======== INPUT
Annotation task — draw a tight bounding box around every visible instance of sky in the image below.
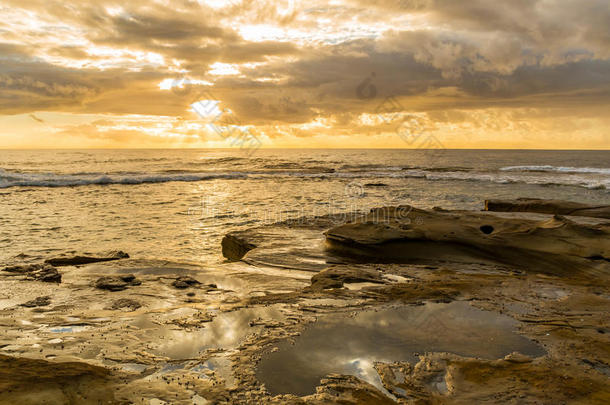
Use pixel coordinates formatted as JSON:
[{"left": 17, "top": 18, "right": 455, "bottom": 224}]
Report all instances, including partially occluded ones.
[{"left": 0, "top": 0, "right": 609, "bottom": 149}]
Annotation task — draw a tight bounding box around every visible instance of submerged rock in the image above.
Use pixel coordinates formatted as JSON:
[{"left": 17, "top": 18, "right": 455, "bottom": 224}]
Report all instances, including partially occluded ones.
[
  {"left": 94, "top": 274, "right": 141, "bottom": 291},
  {"left": 485, "top": 198, "right": 610, "bottom": 219},
  {"left": 45, "top": 251, "right": 129, "bottom": 266}
]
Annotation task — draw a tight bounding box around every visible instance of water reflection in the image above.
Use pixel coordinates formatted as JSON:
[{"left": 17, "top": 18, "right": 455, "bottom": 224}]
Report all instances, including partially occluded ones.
[
  {"left": 256, "top": 301, "right": 545, "bottom": 396},
  {"left": 138, "top": 306, "right": 285, "bottom": 359}
]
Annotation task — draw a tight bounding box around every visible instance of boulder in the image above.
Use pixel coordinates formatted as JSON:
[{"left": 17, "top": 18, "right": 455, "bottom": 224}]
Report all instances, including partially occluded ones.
[{"left": 221, "top": 234, "right": 257, "bottom": 261}]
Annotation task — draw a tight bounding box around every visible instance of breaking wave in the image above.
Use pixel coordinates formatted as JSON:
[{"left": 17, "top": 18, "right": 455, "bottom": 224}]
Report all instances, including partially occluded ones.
[
  {"left": 500, "top": 165, "right": 610, "bottom": 175},
  {"left": 0, "top": 169, "right": 247, "bottom": 189},
  {"left": 1, "top": 165, "right": 607, "bottom": 190}
]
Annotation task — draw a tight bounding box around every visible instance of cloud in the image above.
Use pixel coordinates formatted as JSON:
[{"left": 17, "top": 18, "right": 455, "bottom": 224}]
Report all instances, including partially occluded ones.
[{"left": 0, "top": 0, "right": 609, "bottom": 148}]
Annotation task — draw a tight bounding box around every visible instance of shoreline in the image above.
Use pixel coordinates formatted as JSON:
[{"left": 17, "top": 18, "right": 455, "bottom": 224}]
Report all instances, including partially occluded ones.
[{"left": 1, "top": 199, "right": 609, "bottom": 404}]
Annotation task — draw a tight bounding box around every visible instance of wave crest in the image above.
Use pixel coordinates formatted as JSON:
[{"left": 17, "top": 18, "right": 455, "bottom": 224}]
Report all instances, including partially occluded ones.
[
  {"left": 0, "top": 169, "right": 246, "bottom": 189},
  {"left": 500, "top": 165, "right": 610, "bottom": 175}
]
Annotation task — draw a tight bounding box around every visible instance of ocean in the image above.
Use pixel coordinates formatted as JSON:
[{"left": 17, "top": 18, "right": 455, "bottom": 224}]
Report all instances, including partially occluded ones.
[{"left": 1, "top": 149, "right": 608, "bottom": 264}]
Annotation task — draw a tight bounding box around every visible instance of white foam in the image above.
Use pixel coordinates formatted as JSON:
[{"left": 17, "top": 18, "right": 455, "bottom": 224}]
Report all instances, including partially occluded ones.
[
  {"left": 500, "top": 165, "right": 610, "bottom": 175},
  {"left": 0, "top": 169, "right": 246, "bottom": 189},
  {"left": 397, "top": 169, "right": 608, "bottom": 190},
  {"left": 1, "top": 167, "right": 608, "bottom": 191}
]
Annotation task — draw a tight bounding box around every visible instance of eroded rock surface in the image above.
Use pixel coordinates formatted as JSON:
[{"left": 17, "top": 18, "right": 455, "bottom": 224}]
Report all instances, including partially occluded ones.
[
  {"left": 2, "top": 263, "right": 61, "bottom": 283},
  {"left": 0, "top": 354, "right": 118, "bottom": 405},
  {"left": 325, "top": 206, "right": 610, "bottom": 275},
  {"left": 0, "top": 204, "right": 608, "bottom": 404},
  {"left": 221, "top": 214, "right": 360, "bottom": 271}
]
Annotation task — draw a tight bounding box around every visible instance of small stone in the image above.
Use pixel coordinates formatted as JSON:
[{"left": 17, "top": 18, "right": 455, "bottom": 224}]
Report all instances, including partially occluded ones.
[
  {"left": 31, "top": 266, "right": 62, "bottom": 283},
  {"left": 94, "top": 274, "right": 140, "bottom": 291},
  {"left": 21, "top": 296, "right": 52, "bottom": 308},
  {"left": 2, "top": 263, "right": 62, "bottom": 283},
  {"left": 172, "top": 276, "right": 202, "bottom": 289},
  {"left": 109, "top": 298, "right": 142, "bottom": 311},
  {"left": 504, "top": 352, "right": 533, "bottom": 363}
]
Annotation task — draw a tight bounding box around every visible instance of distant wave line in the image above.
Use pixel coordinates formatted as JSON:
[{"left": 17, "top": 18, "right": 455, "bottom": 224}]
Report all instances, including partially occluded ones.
[{"left": 0, "top": 168, "right": 606, "bottom": 190}]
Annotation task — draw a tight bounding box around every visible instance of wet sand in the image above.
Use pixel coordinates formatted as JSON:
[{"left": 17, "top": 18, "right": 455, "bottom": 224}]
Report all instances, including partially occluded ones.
[{"left": 1, "top": 200, "right": 609, "bottom": 404}]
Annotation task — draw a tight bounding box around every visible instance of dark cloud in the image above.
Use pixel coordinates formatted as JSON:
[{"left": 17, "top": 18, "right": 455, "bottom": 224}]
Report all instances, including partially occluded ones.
[{"left": 0, "top": 0, "right": 609, "bottom": 143}]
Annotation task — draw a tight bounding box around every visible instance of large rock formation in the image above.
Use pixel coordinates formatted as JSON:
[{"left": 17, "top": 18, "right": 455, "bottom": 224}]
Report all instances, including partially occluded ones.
[
  {"left": 485, "top": 198, "right": 610, "bottom": 219},
  {"left": 325, "top": 206, "right": 610, "bottom": 275}
]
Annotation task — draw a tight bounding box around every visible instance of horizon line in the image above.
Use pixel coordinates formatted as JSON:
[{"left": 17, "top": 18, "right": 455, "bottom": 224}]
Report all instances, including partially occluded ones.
[{"left": 1, "top": 147, "right": 609, "bottom": 151}]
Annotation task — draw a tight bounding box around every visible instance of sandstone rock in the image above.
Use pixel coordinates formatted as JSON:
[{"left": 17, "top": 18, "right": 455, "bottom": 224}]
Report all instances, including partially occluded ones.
[
  {"left": 303, "top": 374, "right": 396, "bottom": 405},
  {"left": 325, "top": 205, "right": 610, "bottom": 274},
  {"left": 0, "top": 354, "right": 115, "bottom": 404},
  {"left": 108, "top": 298, "right": 142, "bottom": 311},
  {"left": 171, "top": 276, "right": 202, "bottom": 289},
  {"left": 309, "top": 266, "right": 383, "bottom": 291},
  {"left": 485, "top": 198, "right": 610, "bottom": 219},
  {"left": 30, "top": 266, "right": 62, "bottom": 283},
  {"left": 221, "top": 214, "right": 352, "bottom": 270},
  {"left": 21, "top": 296, "right": 51, "bottom": 308},
  {"left": 45, "top": 251, "right": 129, "bottom": 266},
  {"left": 221, "top": 234, "right": 257, "bottom": 261},
  {"left": 2, "top": 263, "right": 61, "bottom": 283},
  {"left": 94, "top": 274, "right": 141, "bottom": 291}
]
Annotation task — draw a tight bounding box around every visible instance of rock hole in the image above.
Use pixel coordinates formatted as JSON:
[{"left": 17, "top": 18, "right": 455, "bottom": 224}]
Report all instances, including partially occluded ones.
[
  {"left": 588, "top": 255, "right": 610, "bottom": 262},
  {"left": 480, "top": 225, "right": 494, "bottom": 234}
]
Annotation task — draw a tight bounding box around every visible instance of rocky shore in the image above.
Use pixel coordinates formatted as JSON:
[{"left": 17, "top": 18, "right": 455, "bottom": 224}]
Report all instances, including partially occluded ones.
[{"left": 1, "top": 199, "right": 609, "bottom": 404}]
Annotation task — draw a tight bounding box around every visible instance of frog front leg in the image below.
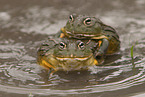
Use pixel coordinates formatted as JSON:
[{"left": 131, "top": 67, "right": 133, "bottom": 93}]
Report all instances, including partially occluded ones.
[
  {"left": 97, "top": 38, "right": 109, "bottom": 55},
  {"left": 54, "top": 29, "right": 64, "bottom": 38},
  {"left": 94, "top": 38, "right": 109, "bottom": 64},
  {"left": 55, "top": 27, "right": 69, "bottom": 38}
]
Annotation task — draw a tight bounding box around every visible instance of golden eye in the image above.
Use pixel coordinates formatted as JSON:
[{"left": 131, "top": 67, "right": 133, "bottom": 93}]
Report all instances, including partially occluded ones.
[
  {"left": 78, "top": 42, "right": 85, "bottom": 49},
  {"left": 69, "top": 15, "right": 74, "bottom": 22},
  {"left": 59, "top": 42, "right": 66, "bottom": 49},
  {"left": 84, "top": 18, "right": 92, "bottom": 26}
]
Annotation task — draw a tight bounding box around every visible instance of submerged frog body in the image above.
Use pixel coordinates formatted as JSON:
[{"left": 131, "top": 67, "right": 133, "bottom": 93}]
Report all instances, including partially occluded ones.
[
  {"left": 56, "top": 14, "right": 120, "bottom": 55},
  {"left": 37, "top": 37, "right": 100, "bottom": 72}
]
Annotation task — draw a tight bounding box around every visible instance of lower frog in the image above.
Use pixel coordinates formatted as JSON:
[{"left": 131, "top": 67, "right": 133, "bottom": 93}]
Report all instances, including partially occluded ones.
[
  {"left": 37, "top": 37, "right": 102, "bottom": 73},
  {"left": 55, "top": 14, "right": 120, "bottom": 56}
]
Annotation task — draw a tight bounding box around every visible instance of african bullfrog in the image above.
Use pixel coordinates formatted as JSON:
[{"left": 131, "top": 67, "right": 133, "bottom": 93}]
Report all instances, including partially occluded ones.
[
  {"left": 37, "top": 37, "right": 101, "bottom": 72},
  {"left": 56, "top": 14, "right": 120, "bottom": 56}
]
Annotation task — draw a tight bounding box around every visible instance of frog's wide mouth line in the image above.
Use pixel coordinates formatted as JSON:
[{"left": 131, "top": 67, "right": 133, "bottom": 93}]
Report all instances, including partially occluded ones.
[
  {"left": 65, "top": 30, "right": 108, "bottom": 40},
  {"left": 54, "top": 54, "right": 93, "bottom": 61},
  {"left": 65, "top": 30, "right": 98, "bottom": 37},
  {"left": 61, "top": 27, "right": 103, "bottom": 38}
]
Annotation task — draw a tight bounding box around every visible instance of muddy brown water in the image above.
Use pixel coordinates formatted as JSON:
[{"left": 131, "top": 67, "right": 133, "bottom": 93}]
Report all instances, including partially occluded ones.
[{"left": 0, "top": 0, "right": 145, "bottom": 97}]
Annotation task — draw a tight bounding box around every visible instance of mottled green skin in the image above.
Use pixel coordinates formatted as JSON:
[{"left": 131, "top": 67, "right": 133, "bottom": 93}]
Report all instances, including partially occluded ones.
[
  {"left": 64, "top": 14, "right": 103, "bottom": 37},
  {"left": 56, "top": 14, "right": 120, "bottom": 55},
  {"left": 37, "top": 36, "right": 100, "bottom": 71}
]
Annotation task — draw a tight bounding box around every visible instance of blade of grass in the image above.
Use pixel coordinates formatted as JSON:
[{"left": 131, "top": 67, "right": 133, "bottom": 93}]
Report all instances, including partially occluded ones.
[{"left": 131, "top": 45, "right": 135, "bottom": 68}]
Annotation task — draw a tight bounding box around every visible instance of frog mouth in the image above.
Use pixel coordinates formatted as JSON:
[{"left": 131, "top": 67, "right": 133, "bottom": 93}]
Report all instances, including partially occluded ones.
[
  {"left": 55, "top": 56, "right": 90, "bottom": 61},
  {"left": 54, "top": 53, "right": 93, "bottom": 61},
  {"left": 65, "top": 30, "right": 97, "bottom": 37},
  {"left": 61, "top": 28, "right": 97, "bottom": 37},
  {"left": 54, "top": 54, "right": 98, "bottom": 71},
  {"left": 64, "top": 30, "right": 108, "bottom": 39}
]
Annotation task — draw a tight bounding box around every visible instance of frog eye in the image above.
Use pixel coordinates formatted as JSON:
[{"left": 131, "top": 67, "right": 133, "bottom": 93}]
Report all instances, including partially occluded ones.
[
  {"left": 78, "top": 42, "right": 85, "bottom": 49},
  {"left": 84, "top": 18, "right": 92, "bottom": 26},
  {"left": 69, "top": 15, "right": 74, "bottom": 22},
  {"left": 59, "top": 42, "right": 66, "bottom": 49}
]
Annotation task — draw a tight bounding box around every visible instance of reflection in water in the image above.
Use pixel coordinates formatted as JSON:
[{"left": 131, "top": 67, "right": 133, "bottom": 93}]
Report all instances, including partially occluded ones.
[{"left": 0, "top": 0, "right": 145, "bottom": 96}]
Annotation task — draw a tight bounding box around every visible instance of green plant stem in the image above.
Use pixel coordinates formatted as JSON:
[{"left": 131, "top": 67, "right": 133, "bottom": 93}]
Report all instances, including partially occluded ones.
[{"left": 131, "top": 45, "right": 135, "bottom": 68}]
================
EXERCISE PROMPT:
Look through the material and find each line that includes "green", then copy it.

ANSWER SPACE:
Annotation task — draw a tight bounding box around every visible instance of mottled green skin in the image above.
Annotation task — draw a tight bounding box around every visible instance of green plant stem in the image above.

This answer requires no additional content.